DIRECTION: Reproduce the part of the records that opens with the line containing "Where can you see the red car window" and closes with the last line of the records, requests included, shifting every coordinate in the answers up by 90.

TASK MATERIAL:

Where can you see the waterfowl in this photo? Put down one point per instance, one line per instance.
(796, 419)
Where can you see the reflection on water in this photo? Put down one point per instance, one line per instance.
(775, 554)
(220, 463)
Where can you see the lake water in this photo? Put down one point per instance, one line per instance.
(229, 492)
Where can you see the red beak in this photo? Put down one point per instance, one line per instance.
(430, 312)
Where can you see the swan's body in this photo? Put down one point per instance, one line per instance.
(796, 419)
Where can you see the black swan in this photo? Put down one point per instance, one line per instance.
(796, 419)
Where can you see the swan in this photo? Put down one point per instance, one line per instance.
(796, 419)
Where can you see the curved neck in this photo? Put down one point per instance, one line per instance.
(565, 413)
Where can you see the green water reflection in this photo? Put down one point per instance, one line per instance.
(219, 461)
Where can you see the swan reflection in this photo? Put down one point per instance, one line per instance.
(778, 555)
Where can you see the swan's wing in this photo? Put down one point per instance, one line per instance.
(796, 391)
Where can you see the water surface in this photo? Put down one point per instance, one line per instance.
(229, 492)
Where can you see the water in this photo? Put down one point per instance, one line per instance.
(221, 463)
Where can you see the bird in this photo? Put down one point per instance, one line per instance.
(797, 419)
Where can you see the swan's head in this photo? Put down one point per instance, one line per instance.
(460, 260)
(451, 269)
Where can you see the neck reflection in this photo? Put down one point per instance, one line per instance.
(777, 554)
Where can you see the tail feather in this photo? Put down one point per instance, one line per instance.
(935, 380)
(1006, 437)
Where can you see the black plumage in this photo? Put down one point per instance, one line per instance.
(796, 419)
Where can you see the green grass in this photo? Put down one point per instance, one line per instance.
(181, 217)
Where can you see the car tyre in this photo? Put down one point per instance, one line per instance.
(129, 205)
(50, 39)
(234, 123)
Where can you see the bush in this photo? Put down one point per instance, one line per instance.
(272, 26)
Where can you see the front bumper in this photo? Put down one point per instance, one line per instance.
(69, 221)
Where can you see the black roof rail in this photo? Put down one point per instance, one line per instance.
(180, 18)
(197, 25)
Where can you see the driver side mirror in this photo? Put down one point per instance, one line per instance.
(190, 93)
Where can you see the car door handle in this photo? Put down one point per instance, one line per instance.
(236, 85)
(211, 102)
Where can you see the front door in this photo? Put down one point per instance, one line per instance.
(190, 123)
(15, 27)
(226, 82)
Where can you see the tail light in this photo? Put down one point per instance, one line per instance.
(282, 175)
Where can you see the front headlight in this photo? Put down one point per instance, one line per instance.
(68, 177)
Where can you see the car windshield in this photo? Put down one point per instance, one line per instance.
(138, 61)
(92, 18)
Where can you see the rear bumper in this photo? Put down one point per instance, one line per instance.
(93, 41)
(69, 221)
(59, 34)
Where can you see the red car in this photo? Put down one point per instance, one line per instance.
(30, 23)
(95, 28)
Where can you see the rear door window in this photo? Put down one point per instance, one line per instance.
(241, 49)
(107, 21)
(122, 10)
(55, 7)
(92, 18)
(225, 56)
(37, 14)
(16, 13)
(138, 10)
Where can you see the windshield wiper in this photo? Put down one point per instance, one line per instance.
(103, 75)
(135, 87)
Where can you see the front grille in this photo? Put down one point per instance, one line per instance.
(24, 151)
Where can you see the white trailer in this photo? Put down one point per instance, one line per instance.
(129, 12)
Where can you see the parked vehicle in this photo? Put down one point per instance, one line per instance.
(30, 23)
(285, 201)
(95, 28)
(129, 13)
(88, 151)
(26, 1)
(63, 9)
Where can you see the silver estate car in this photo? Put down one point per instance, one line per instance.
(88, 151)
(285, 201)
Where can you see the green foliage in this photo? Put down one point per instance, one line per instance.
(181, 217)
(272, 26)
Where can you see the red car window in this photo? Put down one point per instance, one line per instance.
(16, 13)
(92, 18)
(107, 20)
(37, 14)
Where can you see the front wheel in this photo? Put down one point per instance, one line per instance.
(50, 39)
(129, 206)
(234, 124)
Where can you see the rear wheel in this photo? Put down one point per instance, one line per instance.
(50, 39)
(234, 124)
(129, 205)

ANSWER FOR THIS EXERCISE:
Where can you see the red car window in this photo? Put down one point per instance, one line per instance.
(106, 103)
(182, 108)
(197, 110)
(127, 104)
Where can you see the front wheel in this photo? Put down one point per instance, one line per instance.
(140, 129)
(219, 296)
(324, 214)
Where can you see the rear wheel in this photo? Put down one point per instance, one line per instance.
(140, 129)
(324, 214)
(219, 295)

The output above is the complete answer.